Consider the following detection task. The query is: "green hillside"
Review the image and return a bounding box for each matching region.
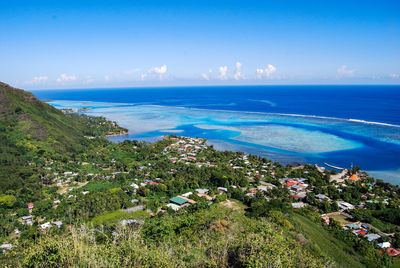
[0,82,126,190]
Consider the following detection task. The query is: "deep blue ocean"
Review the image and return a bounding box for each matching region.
[32,86,400,184]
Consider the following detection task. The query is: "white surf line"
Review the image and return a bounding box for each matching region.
[137,104,400,128]
[47,100,400,128]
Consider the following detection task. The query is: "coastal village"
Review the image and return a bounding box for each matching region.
[0,133,400,258]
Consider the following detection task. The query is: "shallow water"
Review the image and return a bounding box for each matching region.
[45,101,400,184]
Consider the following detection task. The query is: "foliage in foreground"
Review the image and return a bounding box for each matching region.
[6,205,329,267]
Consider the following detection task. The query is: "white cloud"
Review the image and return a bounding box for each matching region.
[337,65,356,78]
[124,68,142,74]
[201,74,210,81]
[56,74,76,83]
[83,76,94,84]
[25,75,49,85]
[233,62,243,80]
[141,64,167,80]
[256,64,276,79]
[218,66,228,80]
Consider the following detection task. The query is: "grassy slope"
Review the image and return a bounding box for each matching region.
[0,83,84,152]
[0,82,86,191]
[293,214,364,267]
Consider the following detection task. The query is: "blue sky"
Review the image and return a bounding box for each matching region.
[0,0,400,89]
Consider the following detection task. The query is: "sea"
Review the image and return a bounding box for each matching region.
[32,85,400,185]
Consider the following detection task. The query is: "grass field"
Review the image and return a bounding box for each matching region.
[82,181,121,192]
[293,214,364,267]
[331,214,351,226]
[92,210,150,226]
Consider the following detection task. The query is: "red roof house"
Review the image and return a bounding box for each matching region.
[356,230,367,235]
[387,248,400,257]
[285,181,297,187]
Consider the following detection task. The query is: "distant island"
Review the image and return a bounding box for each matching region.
[0,83,400,267]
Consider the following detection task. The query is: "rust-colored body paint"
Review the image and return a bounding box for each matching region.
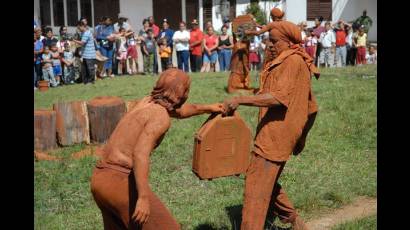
[53,101,90,146]
[241,12,319,230]
[192,112,252,179]
[87,96,126,143]
[34,110,57,151]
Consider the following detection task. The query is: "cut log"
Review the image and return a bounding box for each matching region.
[53,101,90,146]
[87,96,126,143]
[127,100,141,112]
[34,110,57,151]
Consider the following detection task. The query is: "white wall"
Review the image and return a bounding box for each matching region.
[340,0,377,41]
[285,0,307,24]
[34,0,40,23]
[120,0,153,32]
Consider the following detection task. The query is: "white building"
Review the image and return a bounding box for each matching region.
[34,0,377,41]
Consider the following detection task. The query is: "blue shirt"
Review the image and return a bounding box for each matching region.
[95,25,114,40]
[34,39,44,64]
[81,30,95,59]
[159,29,174,48]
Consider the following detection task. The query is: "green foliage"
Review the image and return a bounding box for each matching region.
[245,2,266,25]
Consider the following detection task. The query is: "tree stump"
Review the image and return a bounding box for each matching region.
[87,96,126,143]
[127,100,141,112]
[34,110,57,151]
[53,101,90,146]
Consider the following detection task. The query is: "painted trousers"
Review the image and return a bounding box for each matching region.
[91,162,180,230]
[241,153,297,230]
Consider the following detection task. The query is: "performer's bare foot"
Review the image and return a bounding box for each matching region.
[292,216,309,230]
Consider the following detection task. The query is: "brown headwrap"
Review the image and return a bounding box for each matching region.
[270,8,285,19]
[151,68,191,111]
[266,21,320,79]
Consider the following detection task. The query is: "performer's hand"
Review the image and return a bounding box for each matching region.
[209,103,225,113]
[224,98,239,115]
[132,198,150,224]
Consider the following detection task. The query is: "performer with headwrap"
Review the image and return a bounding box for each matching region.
[224,9,319,230]
[91,68,223,230]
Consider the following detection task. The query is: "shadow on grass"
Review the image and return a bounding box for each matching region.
[195,204,290,230]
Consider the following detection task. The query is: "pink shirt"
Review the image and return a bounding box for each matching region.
[204,34,218,48]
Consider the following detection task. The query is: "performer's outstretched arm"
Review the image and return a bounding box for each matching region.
[171,103,224,119]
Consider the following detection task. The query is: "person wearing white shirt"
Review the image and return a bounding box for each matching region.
[172,22,190,72]
[319,22,336,67]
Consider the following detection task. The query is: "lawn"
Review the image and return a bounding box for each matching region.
[34,66,377,229]
[332,215,377,230]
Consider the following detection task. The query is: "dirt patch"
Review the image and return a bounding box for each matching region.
[34,151,62,161]
[306,197,377,230]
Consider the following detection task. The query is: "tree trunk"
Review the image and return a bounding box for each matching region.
[53,101,90,146]
[34,110,57,151]
[87,96,126,143]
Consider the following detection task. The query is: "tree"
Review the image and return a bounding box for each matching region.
[245,2,266,25]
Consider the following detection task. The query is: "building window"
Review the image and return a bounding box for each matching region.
[203,0,212,31]
[307,0,332,21]
[53,0,65,26]
[80,0,92,23]
[66,0,78,26]
[40,0,51,26]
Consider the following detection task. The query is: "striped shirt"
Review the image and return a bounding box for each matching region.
[81,30,95,59]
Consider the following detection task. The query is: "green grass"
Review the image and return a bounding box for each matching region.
[34,66,377,229]
[332,215,377,230]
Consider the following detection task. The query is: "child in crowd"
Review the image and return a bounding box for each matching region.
[50,43,63,84]
[159,37,171,71]
[62,42,75,84]
[354,26,367,65]
[141,29,156,74]
[304,28,317,59]
[366,46,377,64]
[41,46,58,87]
[116,27,127,75]
[127,33,138,74]
[249,38,260,70]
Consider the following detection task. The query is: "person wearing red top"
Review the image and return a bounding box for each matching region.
[335,20,347,67]
[148,16,160,74]
[189,19,204,72]
[312,16,326,66]
[148,16,160,38]
[201,26,219,72]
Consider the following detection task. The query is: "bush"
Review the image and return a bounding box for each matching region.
[245,2,266,25]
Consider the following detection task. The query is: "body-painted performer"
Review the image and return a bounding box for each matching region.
[91,68,223,230]
[224,7,319,230]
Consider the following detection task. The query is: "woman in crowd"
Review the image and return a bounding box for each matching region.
[201,26,219,72]
[218,25,233,71]
[172,22,191,72]
[95,17,115,77]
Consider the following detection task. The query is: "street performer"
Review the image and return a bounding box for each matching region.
[224,9,319,230]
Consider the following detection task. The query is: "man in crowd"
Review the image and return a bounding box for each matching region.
[189,19,204,72]
[319,22,336,67]
[73,21,96,85]
[355,10,373,34]
[223,17,232,36]
[114,14,132,33]
[158,18,174,66]
[334,20,347,67]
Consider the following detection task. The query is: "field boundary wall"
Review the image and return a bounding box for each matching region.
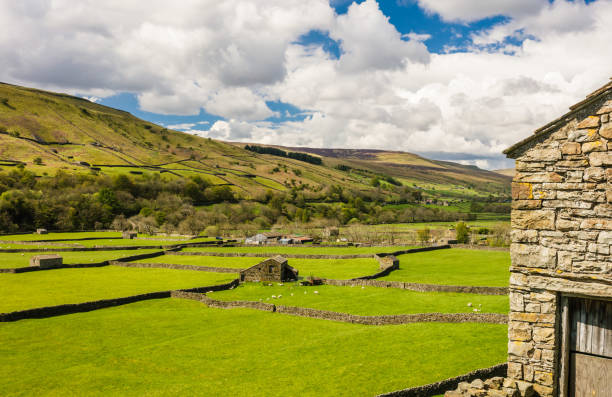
[172,291,508,325]
[0,279,239,322]
[377,363,508,397]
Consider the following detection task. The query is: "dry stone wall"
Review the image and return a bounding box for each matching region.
[172,291,508,325]
[0,279,239,322]
[323,279,508,295]
[508,92,612,396]
[378,363,507,397]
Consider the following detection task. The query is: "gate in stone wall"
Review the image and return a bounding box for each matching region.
[562,298,612,397]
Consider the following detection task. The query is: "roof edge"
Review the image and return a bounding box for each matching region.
[502,78,612,158]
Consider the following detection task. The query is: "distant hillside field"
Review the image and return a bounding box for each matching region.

Aim —
Rewrite all of the lines above, replacing "detection task" with "grounding task" each time it appears and leaving everything else unchanged. Omit the pictures from your answer.

Solution to the problem —
Consider the following grounding task. The query is: "green hillside"
Review the image and return a bounding box for each matching region.
[0,82,126,190]
Consider the following grounding task. The query is: "deep blue ocean"
Review the image and return a bounding box for each matching region.
[32,86,400,184]
Consider the following grounding task. The query is: "white surf line"
Review the image and return a bounding box for each matching region.
[137,104,400,128]
[47,100,400,128]
Consider the following grounding task. The query is: "coastal village"
Review the image and return a bounding box for each matching region.
[0,133,400,258]
Consider the following grounding task. The query is: "shallow water"
Review the image and return a bounding box for each matching region.
[45,101,400,184]
Consider the following grounding task. The query is: "foliage in foreground"
Review the image and return a bounding box for each matching region.
[6,205,329,267]
Consider the following grounding task. The query is: "white cloud"
Review the image and return a bounding box for each matching region.
[337,65,356,78]
[124,68,142,74]
[201,74,210,81]
[56,74,76,83]
[83,76,94,84]
[25,75,49,85]
[233,62,243,80]
[141,64,167,80]
[256,64,276,79]
[218,66,228,80]
Consider the following grounding task. The query is: "grassy slope"
Review the image and return a bounding box for each matching region.
[0,83,84,152]
[0,82,86,191]
[293,214,364,267]
Consider the following grounding task. The query is: "blue sky"
Review the image and return a bounding box for each matching region.
[0,0,400,89]
Consider the following grounding task. The query is: "sea"
Review the image and return a bounding box for each matching region.
[32,85,400,185]
Consider the following grounding task. The query is: "grass field"
Review the image and return a bounding box for each matching region.
[82,181,121,192]
[293,214,364,267]
[331,214,351,226]
[92,210,150,226]
Consider the following grounding task. The query is: "red roof house"
Review the image and return a bounding box for each matching region.
[356,230,367,235]
[387,248,400,257]
[285,181,297,187]
Consider the following grounding task. The query is: "distant island"
Review the image and return a bounding box for each matching region.
[0,83,400,267]
Consider the following grounding task. The query is: "rust-colored body paint"
Review the image and return a bounding box for each matching region.
[53,101,90,146]
[241,12,319,230]
[192,112,252,179]
[87,96,126,143]
[34,110,57,151]
Consider the following grounding task. The query is: "cut log"
Review the image and return a bounding box for each matching region.
[53,101,90,146]
[87,96,126,143]
[127,100,141,112]
[34,110,57,151]
Consider the following grounding task. The query is: "white wall"
Review the image and return a bounding box for each matching region.
[340,0,377,41]
[285,0,307,24]
[34,0,40,23]
[120,0,153,32]
Consider the following grounding task. The query is: "white building"
Review the image and return a bounding box for each matching region.
[34,0,377,41]
Consider the following grounding task. The query is: "blue shirt"
Review the image and return a bounding box for each matching region.
[95,25,114,40]
[34,39,44,64]
[81,30,95,59]
[159,29,174,48]
Consider the following grounding task. The query is: "green foliage"
Review the image and return a bounding box for each matching region.
[245,2,266,25]
Consider the following grounding task. The query is: "tree stump"
Review the image and return a bounding box for each matching region.
[87,96,126,143]
[127,100,141,112]
[34,110,57,151]
[53,101,90,146]
Consider the following grounding task. The query is: "painted trousers"
Review the image and return a bounding box for each matching region.
[91,162,180,230]
[241,153,297,230]
Consider the following grounding task. The query is: "performer's bare foot"
Review the image and return a bounding box for each matching region.
[292,216,309,230]
Consider the following grounding task. The query is: "brown headwrap"
Review the image and return a bounding box for each matching region.
[270,8,285,19]
[151,68,191,111]
[266,21,320,79]
Consider the following grounding task. The query is: "performer's hand"
Review the image and return a bounding box for each matching region.
[209,103,225,113]
[224,98,239,115]
[132,198,150,224]
Consider the following grounding task. The query is: "performer with headwrap"
Review the image and return a bounding box for each matching region.
[224,9,319,230]
[91,68,223,230]
Consider the following grounding task. The query is: "shadow on grass"
Review the image and return a bounding box for each matching region.
[195,204,290,230]
Consider the following grounding task. The query is: "pink shirt"
Review the image and return a bounding box for each matching region.
[204,34,218,48]
Consider the following grounding task. The query is: "performer's outstretched arm"
Review the image and return a bounding box for each matching region.
[171,103,224,119]
Consider the following grounding task. The query is: "person wearing white shirt"
Review the image and return a bounding box for each matching region.
[172,22,190,72]
[319,22,336,67]
Consider the following grounding task. The query is: "lawn"
Review the image and return a bounding box for each matching region.
[34,66,377,229]
[332,215,377,230]
Consider the following grounding task. The query is: "dirt patch"
Review the image and return a bounding box for each matching region.
[34,151,62,161]
[306,197,377,230]
Consider the following grounding task. The query is: "tree trunk"
Review the image and return a bounding box for each matching region.
[53,101,90,146]
[34,110,57,151]
[87,96,126,143]
Consider the following grounding task. The query is: "tree"
Review the image and return a bounding box for each matching region.
[245,2,266,25]
Consider the following grounding task. The query is: "building window"
Review the image and return a bounding box for each matching region.
[203,0,212,31]
[307,0,332,21]
[53,0,65,26]
[80,0,92,23]
[66,0,78,26]
[40,0,51,26]
Consider the following grounding task. The query is: "striped shirt"
Review the image and return a bounding box for each matching region.
[81,30,95,59]
Consider the following grounding task. The query is: "green grass"
Review the image and return a bounding box for each matching region.
[34,66,377,229]
[332,215,377,230]
Consider the following grounding task. The query is: "child in crowd"
Review the image and return a bounding box for each matching region.
[50,43,63,84]
[159,37,171,71]
[62,42,75,84]
[354,26,367,65]
[141,29,156,74]
[304,28,317,59]
[366,46,377,64]
[41,46,58,87]
[116,27,127,75]
[127,33,138,74]
[249,38,260,70]
Consider the following grounding task. The query is: "person wearing red top"
Review the image and return a bounding box for each matching region.
[335,20,347,67]
[148,16,160,74]
[189,19,204,72]
[312,16,326,66]
[148,16,160,38]
[201,26,219,72]
Consider the following grounding task. The query is: "bush"
Review the image and return a bounding box for each matching region.
[245,2,266,25]
Consider the following grounding task. The query is: "body-painted performer"
Review the image and return a bounding box for each matching region.
[91,68,223,230]
[224,7,319,230]
Consider the following grounding task. The query is: "woman in crowd"
Review the image and return a bounding box for each matching region.
[201,26,219,72]
[218,25,233,71]
[172,22,191,72]
[95,17,115,77]
Consider the following grounding task. The query is: "street performer"
Review the image and return a bounding box for each matching region.
[224,9,319,230]
Consider the following grounding task. The query is: "man in crowd"
Review the image and return a bounding box for each matching region.
[189,19,204,72]
[319,22,336,67]
[73,21,96,85]
[355,10,373,34]
[223,17,232,36]
[114,14,132,33]
[158,18,174,66]
[334,20,347,67]
Consider the following grounding task. The query is: "field boundary wall"
Review the image and return a bounding box for each matching region.
[172,291,508,325]
[0,279,239,322]
[377,363,508,397]
Consider the following grounding task. The query is: "dry stone wall"
Review the image and return a bounding box for each matching region.
[172,291,508,325]
[0,279,239,322]
[323,279,508,295]
[508,92,612,396]
[378,363,507,397]
Consider the following grounding task. The query is: "gate in stone wall"
Review the image and return a bounding box for each matching region.
[562,298,612,397]
Consider the following grounding task. The query is: "roof edge"
Review the image and return a bounding box for each matching region.
[502,78,612,158]
Consider the following grounding task. The query is: "distant hillside field"
Review the image and return a bounding box for each matching region.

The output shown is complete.